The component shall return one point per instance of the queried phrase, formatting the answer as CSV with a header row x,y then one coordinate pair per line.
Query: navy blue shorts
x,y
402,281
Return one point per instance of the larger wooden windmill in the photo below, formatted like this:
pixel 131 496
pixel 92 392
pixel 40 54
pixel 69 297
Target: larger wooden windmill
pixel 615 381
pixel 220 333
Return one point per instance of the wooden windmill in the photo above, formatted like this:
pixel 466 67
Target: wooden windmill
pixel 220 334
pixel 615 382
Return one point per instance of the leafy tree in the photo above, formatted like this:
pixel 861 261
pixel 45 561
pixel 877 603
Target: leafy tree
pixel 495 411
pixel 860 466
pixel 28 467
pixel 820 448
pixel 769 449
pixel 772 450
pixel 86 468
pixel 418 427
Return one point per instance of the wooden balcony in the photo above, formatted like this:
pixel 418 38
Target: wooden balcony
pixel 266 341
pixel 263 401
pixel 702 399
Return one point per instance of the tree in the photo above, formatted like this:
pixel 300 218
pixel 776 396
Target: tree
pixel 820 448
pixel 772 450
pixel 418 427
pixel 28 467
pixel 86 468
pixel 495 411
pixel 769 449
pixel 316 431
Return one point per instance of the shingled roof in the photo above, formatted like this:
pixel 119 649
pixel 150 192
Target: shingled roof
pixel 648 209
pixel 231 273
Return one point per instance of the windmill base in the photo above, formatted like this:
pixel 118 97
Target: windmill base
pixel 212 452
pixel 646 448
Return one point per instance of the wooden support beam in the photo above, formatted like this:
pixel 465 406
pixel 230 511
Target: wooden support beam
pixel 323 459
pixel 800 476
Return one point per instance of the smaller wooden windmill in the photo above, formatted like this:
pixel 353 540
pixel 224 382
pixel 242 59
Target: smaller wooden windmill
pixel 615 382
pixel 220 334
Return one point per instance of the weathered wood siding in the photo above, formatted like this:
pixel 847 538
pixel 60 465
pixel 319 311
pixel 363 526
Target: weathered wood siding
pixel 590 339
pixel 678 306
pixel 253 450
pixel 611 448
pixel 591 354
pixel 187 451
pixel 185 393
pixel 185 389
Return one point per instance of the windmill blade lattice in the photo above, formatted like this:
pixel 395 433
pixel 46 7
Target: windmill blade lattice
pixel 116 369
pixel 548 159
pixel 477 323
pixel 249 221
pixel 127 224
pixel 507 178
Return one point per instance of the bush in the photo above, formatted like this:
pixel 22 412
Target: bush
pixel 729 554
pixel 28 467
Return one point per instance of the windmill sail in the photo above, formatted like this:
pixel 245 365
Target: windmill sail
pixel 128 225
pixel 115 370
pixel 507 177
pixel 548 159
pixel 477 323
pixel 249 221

──────────────────────────────

• **AIM OF THE EXERCISE**: Where does the word "above" occur in the records? Return every line that holds it.

• **RESPONSE TO THE EXERCISE**:
Return one point per instance of the wooden windmill in the photo above, formatted like this:
Return one point per instance of the leafy tree in the photo above, formatted like this:
Return one point per instance of the wooden balcony in the photo above, formatted like this:
Return one point per instance of the tree in the photo above, formatted like this:
Return one point per instance of the shingled roof in the photo above, formatted like this:
Return one point per instance of the windmill base in the photo above, formatted like this:
Return one point per instance of the wooden support beam in the photo above, formatted like this:
Return one point per instance of the smaller wooden windmill in the photo above, formatted like this:
Return one point per instance of the weathered wood siding in the photo above, formatted like this:
Return one point per instance of the windmill blade lattice in the photo above, formatted like this:
Return one point per instance of the bush in the photo above, formatted like this:
Return one point per instance of the windmill sail in the photo above, formatted like this:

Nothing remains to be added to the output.